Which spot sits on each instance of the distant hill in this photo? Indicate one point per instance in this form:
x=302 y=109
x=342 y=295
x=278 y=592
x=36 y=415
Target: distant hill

__________

### [Direction]
Rewrite the records, swapping each "instance" for "occurrence" and leaving every other character as it is.

### [Exercise output]
Which spot sits on each occurrence of the distant hill in this photo? Indicate one point per occurrence in this form:
x=302 y=109
x=342 y=295
x=278 y=592
x=36 y=415
Target: distant hill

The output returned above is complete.